WHAT IS NEEDED> State how many lines in the items below contain the word "ring". Give only the number.

GIVEN RECORDS>

-.-.-

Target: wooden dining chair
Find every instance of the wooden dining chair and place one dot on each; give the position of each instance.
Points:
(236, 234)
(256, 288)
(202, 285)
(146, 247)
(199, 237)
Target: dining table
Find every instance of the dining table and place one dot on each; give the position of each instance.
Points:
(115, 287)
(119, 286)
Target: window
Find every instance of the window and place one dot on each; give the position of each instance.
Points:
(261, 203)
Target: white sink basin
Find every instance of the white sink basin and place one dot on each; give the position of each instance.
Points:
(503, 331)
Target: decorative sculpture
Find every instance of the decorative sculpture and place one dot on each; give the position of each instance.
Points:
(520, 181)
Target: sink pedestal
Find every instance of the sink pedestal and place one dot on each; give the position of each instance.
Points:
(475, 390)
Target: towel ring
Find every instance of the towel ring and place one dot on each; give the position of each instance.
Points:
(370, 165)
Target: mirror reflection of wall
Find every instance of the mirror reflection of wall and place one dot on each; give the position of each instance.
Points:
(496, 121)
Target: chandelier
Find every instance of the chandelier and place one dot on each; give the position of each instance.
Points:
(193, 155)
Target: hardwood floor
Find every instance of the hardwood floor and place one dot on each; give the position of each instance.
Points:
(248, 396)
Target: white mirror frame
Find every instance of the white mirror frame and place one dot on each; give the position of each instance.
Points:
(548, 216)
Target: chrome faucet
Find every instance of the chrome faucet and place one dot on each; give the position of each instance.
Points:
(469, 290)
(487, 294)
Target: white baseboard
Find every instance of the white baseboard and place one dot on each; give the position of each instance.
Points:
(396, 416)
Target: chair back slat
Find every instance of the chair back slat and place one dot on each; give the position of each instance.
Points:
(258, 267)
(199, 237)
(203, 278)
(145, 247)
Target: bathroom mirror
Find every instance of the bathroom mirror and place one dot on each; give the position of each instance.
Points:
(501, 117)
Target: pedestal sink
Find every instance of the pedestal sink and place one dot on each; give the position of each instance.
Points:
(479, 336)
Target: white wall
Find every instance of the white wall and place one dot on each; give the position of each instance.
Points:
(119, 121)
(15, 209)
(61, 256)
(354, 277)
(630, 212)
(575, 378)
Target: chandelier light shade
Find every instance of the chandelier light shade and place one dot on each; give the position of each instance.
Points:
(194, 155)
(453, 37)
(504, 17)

-.-.-

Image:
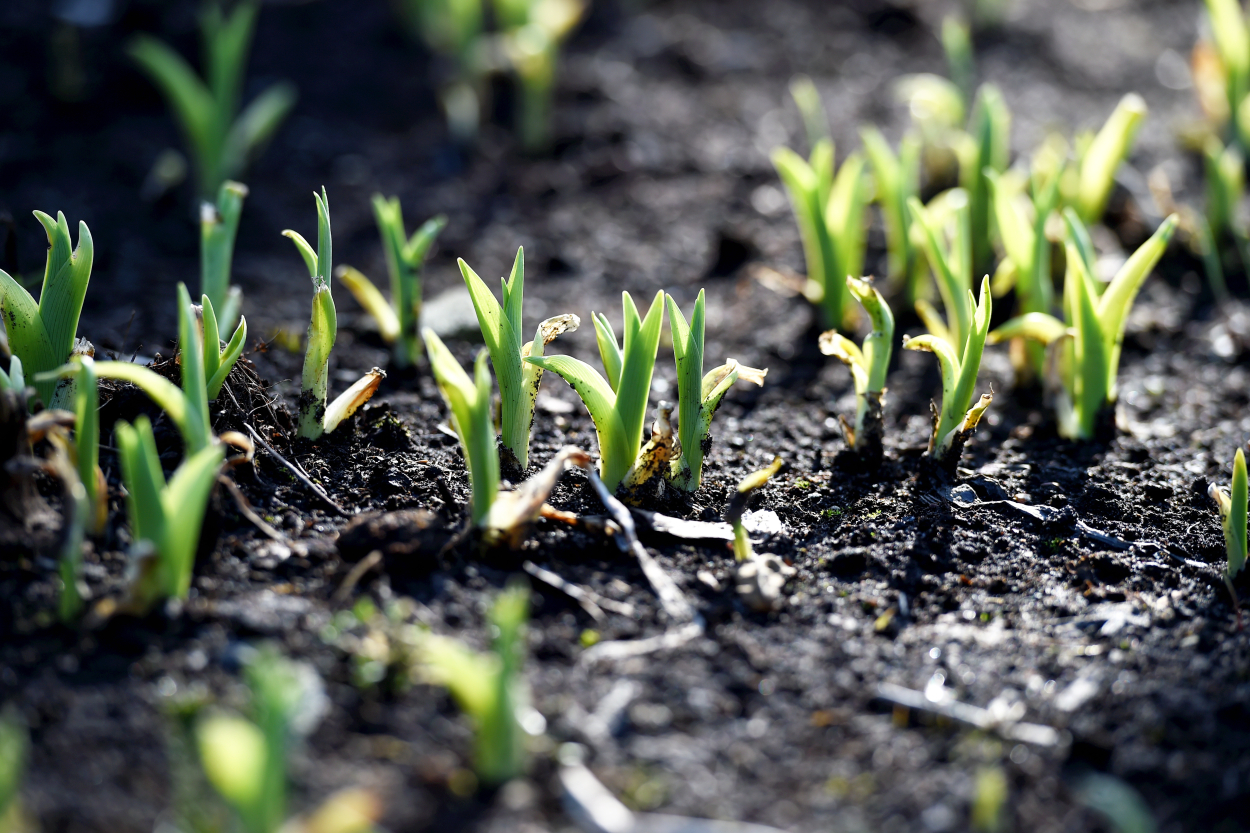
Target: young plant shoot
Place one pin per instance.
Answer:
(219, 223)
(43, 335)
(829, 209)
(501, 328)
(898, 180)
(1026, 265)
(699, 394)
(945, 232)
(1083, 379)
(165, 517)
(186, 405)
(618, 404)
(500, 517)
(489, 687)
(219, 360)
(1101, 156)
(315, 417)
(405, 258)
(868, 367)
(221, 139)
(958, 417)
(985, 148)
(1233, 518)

-.-.-

WRITTEN ANSWER> 2